| Quellenauszug |
━━━

Ausstellung mit Promibonus
In den Neuen Aachener Kunstverein, wo Eidinger seine Kunst ausstellt, würden so viele Menschen auch gar nicht passen. Trotzdem: Der berühmte Name dürfte auch offline einige Besucher anziehen. Die Ausstellung soll den Kunstverein bekannter machen, neues Publikum anlocken. Falls es zu voll werden sollte, hat man für die Eröffnung vorgesorgt, sagt Direktor Maurice Funken: "Ich sag mal, unsere Räumlichkeiten, die packen so 200 bis 250 Leute. Wir haben zum ersten Mal einen Türsteher, der dann einen Einlassstopp machen wird. Also wir rechnen schon damit, dass es voll wird."
Die Eröffnungsparty, bei der Lars Eidinger auch auflegen soll, findet sicherheitshalber in einer größeren Location um die Ecke statt.
Es ist bemerkenswert, wie viel der Künstler in seine eigenen Werke hineininterpretieren kann. Sie zeigen Narzissmus, den ja Freud mit Autismus gleichgesetzt habe, die Verbindung von Kunst und Kapitalismus oder den Amerikanischen Traum - dargestellt durch ein zwölfminütiges Handyvideo von einem Mann im Mickymauskostüm. Der Bildschirm hängt noch nicht. Eidinger muss das Video beschreiben.

━━━

| Extrahierte Einträge |
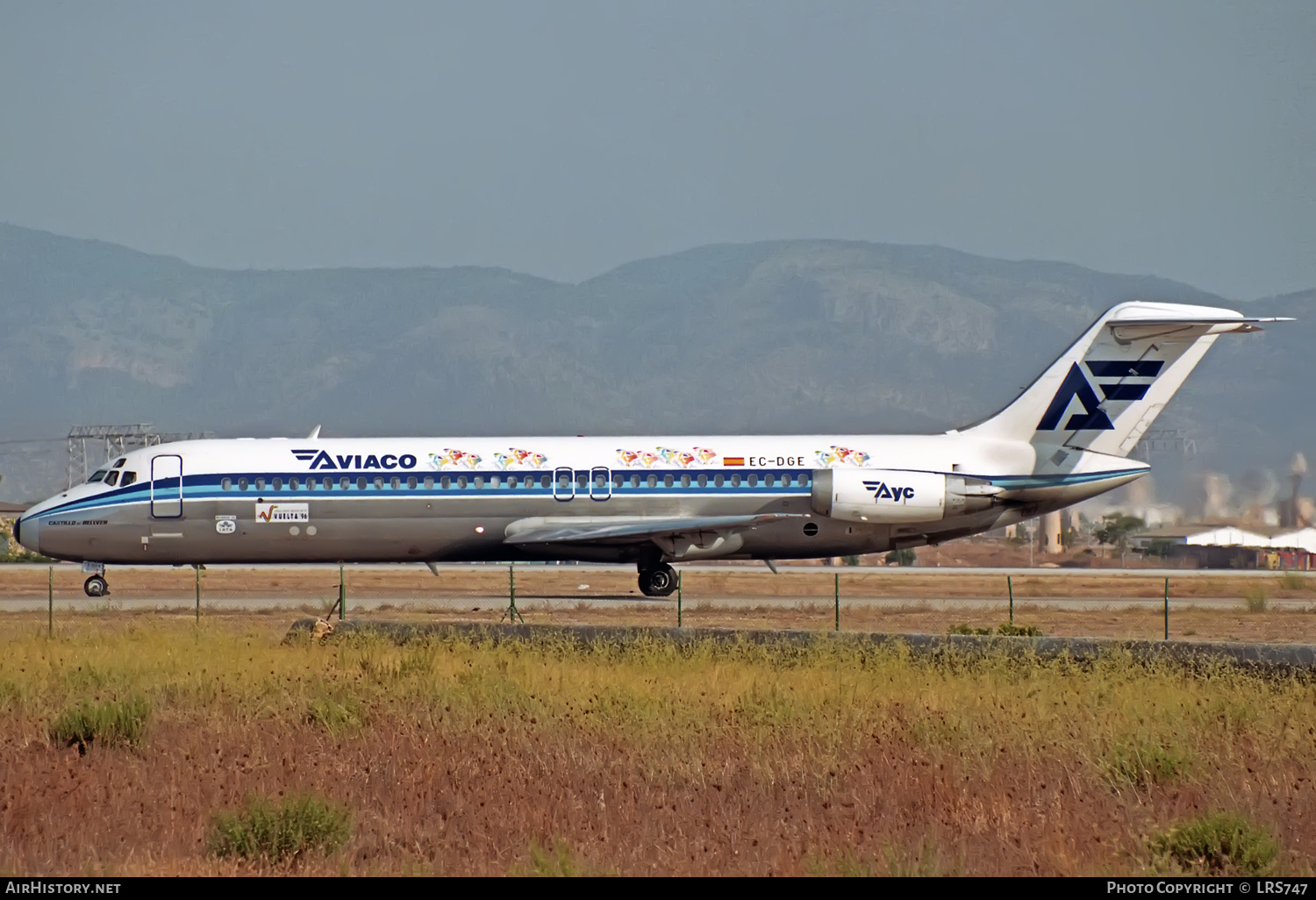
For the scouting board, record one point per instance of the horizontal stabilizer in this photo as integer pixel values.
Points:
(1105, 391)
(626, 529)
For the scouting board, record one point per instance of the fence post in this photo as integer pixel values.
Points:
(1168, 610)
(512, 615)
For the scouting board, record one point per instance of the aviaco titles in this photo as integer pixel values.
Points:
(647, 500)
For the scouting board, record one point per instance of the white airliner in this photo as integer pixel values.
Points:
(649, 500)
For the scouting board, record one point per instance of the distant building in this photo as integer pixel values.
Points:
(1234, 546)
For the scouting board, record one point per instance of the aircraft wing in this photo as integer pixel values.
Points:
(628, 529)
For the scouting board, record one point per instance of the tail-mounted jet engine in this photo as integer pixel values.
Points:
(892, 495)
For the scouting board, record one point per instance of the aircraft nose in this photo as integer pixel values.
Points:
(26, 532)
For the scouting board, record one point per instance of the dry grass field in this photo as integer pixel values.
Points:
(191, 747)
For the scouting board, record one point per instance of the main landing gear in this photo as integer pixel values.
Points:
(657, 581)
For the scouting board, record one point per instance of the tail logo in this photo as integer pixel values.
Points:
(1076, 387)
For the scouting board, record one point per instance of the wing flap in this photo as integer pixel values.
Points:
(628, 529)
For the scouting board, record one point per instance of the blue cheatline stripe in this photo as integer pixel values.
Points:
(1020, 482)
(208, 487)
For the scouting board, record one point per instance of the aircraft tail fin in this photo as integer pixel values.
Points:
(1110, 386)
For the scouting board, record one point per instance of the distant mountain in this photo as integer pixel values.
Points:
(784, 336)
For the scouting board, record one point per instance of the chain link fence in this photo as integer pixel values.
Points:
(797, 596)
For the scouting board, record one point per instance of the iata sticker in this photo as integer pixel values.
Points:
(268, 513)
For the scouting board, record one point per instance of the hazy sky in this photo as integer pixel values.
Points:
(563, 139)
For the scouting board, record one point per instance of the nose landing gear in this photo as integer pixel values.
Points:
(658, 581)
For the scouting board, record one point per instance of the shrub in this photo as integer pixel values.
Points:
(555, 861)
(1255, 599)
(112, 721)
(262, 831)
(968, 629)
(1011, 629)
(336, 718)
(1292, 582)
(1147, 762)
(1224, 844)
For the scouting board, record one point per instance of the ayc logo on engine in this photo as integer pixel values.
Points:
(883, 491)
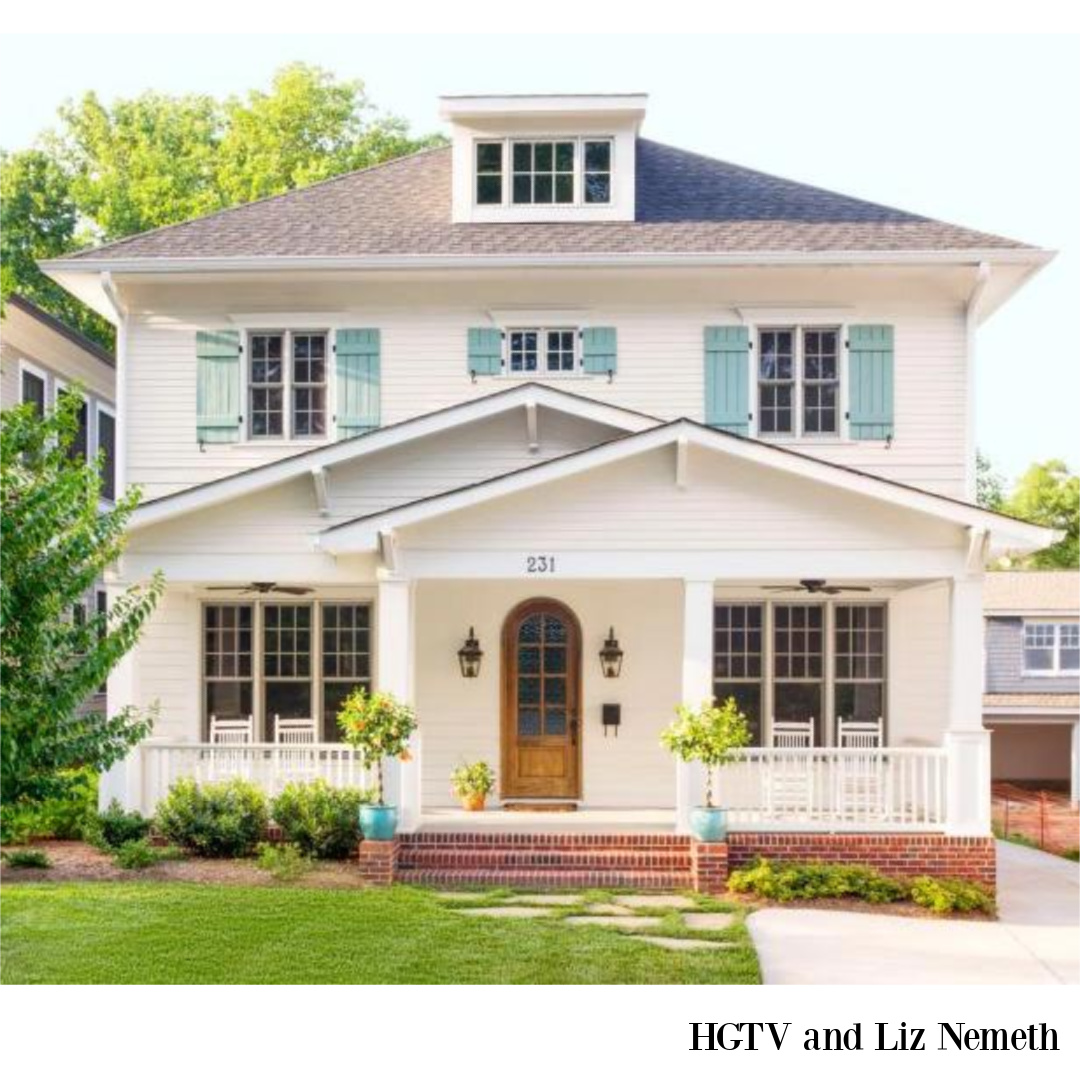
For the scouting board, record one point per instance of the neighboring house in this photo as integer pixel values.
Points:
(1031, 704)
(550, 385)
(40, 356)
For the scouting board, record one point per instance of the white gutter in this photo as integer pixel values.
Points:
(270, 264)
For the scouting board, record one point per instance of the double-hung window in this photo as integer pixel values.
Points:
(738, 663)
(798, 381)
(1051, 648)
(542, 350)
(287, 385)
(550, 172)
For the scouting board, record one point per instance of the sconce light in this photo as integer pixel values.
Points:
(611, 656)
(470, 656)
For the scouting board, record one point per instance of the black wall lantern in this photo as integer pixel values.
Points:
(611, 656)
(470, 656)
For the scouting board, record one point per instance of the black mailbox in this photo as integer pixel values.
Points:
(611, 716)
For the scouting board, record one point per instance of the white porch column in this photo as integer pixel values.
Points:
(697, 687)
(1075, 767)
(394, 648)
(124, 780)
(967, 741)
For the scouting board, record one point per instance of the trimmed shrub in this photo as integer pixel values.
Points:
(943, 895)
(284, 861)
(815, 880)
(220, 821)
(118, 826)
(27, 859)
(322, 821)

━━━

| Zu erledigen |
Wo findet laut dem Quellenauszug über Lars Eidingers Ausstellung die Eröffnungsparty statt?

| Gelöste Aufgabe |
In einer größeren Location um die Ecke.